[Items listed in a dataset]
**********

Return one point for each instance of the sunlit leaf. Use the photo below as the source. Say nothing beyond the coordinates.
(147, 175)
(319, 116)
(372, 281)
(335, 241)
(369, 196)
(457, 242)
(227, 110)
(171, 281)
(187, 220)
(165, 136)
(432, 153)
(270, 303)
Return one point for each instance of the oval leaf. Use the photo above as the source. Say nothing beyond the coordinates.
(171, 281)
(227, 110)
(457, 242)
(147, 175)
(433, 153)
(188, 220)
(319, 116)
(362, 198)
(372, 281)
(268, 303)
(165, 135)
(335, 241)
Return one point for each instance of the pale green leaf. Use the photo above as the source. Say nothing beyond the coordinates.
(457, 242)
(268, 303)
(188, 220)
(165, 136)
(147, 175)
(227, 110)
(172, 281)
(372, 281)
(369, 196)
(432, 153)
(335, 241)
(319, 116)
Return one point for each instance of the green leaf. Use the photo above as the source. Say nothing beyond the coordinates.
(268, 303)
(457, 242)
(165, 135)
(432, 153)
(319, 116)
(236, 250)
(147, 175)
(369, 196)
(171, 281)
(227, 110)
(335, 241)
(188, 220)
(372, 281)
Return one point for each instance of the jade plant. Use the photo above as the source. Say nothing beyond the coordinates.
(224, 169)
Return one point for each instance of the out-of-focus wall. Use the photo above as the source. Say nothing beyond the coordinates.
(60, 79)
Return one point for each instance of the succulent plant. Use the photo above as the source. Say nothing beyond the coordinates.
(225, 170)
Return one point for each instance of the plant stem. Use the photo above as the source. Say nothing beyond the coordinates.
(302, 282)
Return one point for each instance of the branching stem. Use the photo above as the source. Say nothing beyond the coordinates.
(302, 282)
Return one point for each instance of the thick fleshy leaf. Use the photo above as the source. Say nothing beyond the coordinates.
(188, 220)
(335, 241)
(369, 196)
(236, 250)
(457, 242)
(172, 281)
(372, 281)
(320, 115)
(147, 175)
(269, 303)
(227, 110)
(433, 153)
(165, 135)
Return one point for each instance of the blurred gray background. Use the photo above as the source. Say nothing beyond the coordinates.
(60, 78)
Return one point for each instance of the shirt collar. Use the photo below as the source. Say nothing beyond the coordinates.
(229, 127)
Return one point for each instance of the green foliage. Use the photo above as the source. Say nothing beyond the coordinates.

**********

Can you restate every record above word for word?

• [Solution]:
Return one point for each instance of the sunlit leaf. Use the photo below as the source. Say nothing beyond the coordinates.
(147, 175)
(319, 116)
(372, 281)
(335, 241)
(369, 196)
(457, 242)
(227, 110)
(171, 281)
(187, 220)
(165, 136)
(432, 153)
(270, 303)
Return one point for each instance of the oval leaf. Use the photo above as the source. Say nothing beyond the coordinates.
(171, 281)
(227, 110)
(457, 242)
(147, 175)
(433, 153)
(188, 220)
(319, 116)
(362, 198)
(372, 281)
(268, 303)
(165, 135)
(335, 241)
Return one point for each instance of the pale green leaf. Use the photo above as the source. Say nothing beyond the coordinates.
(457, 242)
(268, 303)
(188, 220)
(165, 136)
(147, 175)
(227, 110)
(172, 281)
(372, 281)
(369, 196)
(432, 153)
(335, 241)
(319, 116)
Return one point for each instance of the green leaf. Use the photo above as the source. Say nothing beyond the coordinates.
(268, 303)
(457, 242)
(165, 135)
(432, 153)
(319, 116)
(236, 250)
(147, 175)
(369, 196)
(171, 281)
(227, 110)
(335, 241)
(188, 220)
(372, 281)
Return one point for each instance of the jade plant. Use the photo above as the source. Say nothing beyond the coordinates.
(224, 169)
Return one point for each instance of the out-of-focus wall. Use the photo above as the source. Say nothing beyond the coordinates.
(60, 79)
Return one point for each instance of the succulent plant. Use the photo above as the source. Say nothing beyond the coordinates.
(225, 170)
Return one point for each instance of the plant stem. Use the photo above as the source. Say nothing beyond the coordinates.
(302, 282)
Return one point for each instance of the branching stem. Use the photo above as the source. Say nothing beyond the coordinates.
(302, 282)
Return one point for each instance of the thick fleshy leaf. Use the photo above as the source. Say nothing beyond the coordinates.
(188, 220)
(335, 241)
(369, 196)
(236, 250)
(457, 242)
(172, 281)
(372, 281)
(320, 115)
(147, 175)
(269, 303)
(227, 110)
(433, 153)
(165, 135)
Return one point for each instance of the blurred gray background. Use the photo above as the source. Say nothing beyond the coordinates.
(60, 78)
Return one point for each instance of the shirt collar. Use the photo below as the source. Say nothing beyond the coordinates.
(229, 127)
Return one point for each instance of the green foliage. Use the photo above as the source. Say nothing beyond the coordinates.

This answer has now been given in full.